What you need to do: Starting at the line that contains "target | stone pilaster" and ending at the last line, give only those lines again, with "a point for each instance" replaced by "one point per instance" and nothing else changed.

++++ Data to process ++++

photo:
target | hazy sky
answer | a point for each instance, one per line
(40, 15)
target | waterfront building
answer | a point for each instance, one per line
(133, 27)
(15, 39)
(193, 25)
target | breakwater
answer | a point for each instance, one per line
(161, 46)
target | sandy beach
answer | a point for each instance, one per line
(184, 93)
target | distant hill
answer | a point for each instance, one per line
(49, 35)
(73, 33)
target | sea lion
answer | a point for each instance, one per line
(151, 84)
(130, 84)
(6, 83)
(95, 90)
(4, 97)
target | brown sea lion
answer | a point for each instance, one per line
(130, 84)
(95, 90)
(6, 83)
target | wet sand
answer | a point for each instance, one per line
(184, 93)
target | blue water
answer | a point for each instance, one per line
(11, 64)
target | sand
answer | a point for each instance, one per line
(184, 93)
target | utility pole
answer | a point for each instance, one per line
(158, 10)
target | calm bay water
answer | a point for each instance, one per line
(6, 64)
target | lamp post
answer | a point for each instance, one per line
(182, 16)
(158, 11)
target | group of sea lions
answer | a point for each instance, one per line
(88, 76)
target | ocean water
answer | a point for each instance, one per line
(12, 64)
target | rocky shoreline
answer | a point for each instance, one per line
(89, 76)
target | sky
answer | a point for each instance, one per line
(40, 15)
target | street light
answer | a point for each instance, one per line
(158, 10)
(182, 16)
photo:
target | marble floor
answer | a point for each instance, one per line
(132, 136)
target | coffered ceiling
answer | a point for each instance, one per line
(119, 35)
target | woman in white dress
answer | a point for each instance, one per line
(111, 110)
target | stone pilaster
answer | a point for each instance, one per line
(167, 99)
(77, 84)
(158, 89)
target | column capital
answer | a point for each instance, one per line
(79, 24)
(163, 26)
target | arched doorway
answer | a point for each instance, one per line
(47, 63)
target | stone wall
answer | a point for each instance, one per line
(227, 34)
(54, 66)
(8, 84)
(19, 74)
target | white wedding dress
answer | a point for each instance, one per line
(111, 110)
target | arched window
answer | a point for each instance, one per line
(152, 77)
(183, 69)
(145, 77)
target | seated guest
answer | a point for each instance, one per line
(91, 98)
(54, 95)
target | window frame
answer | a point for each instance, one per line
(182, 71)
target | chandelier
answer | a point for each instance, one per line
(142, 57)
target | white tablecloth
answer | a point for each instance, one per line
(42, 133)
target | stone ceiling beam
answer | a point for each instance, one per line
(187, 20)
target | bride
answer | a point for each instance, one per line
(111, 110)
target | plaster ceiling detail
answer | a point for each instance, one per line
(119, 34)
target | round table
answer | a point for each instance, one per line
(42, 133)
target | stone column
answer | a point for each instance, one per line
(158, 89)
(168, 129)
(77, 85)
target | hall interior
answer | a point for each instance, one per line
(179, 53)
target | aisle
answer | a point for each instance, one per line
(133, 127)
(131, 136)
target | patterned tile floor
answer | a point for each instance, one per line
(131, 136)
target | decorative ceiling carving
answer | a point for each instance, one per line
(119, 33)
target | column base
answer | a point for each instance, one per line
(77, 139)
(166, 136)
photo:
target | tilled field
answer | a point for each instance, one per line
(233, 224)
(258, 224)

++++

Finished exercise:
target | stone pilaster
answer | one point per instance, one per line
(167, 99)
(77, 84)
(158, 89)
target | column capital
answer | one point per instance, one per line
(79, 24)
(163, 26)
target | arched doorway
answer | one point per instance, one per line
(47, 63)
target | stone wall
answer | one point per instance, one per line
(227, 34)
(54, 66)
(8, 84)
(19, 74)
target | white wedding dress
answer | one point per instance, one per line
(111, 110)
target | arched window
answer | one point per instance, one per line
(152, 77)
(183, 69)
(145, 77)
target | seated guest
answer | one point per instance, one per line
(91, 98)
(54, 95)
target | window frame
answer | one point per instance, one per line
(182, 71)
target | chandelier
answer | one point per instance, one per line
(142, 57)
target | white tablecloth
answer | one point per instance, one per line
(42, 133)
target | stone ceiling beam
answer | one point per instance, one per line
(187, 20)
target | bride
answer | one point per instance, one per line
(111, 110)
target | plaster ceiling detail
answer | one point per instance, one per line
(119, 34)
target | round table
answer | one point per instance, one per line
(42, 133)
target | stone column
answer | one point per instance, one per line
(158, 89)
(168, 129)
(77, 85)
target | hall interior
answer | one point per instance, one per line
(179, 53)
target | aisle
answer | one point per instance, one per line
(133, 127)
(131, 136)
target | patterned tile floor
answer | one point per instance, one per line
(131, 136)
target | decorative ceiling carving
answer | one point per instance, one per line
(119, 33)
target | column base
answer | one point per instance, one per line
(77, 139)
(166, 136)
photo:
target | tilled field
answer | one point per instance, one per line
(233, 224)
(258, 224)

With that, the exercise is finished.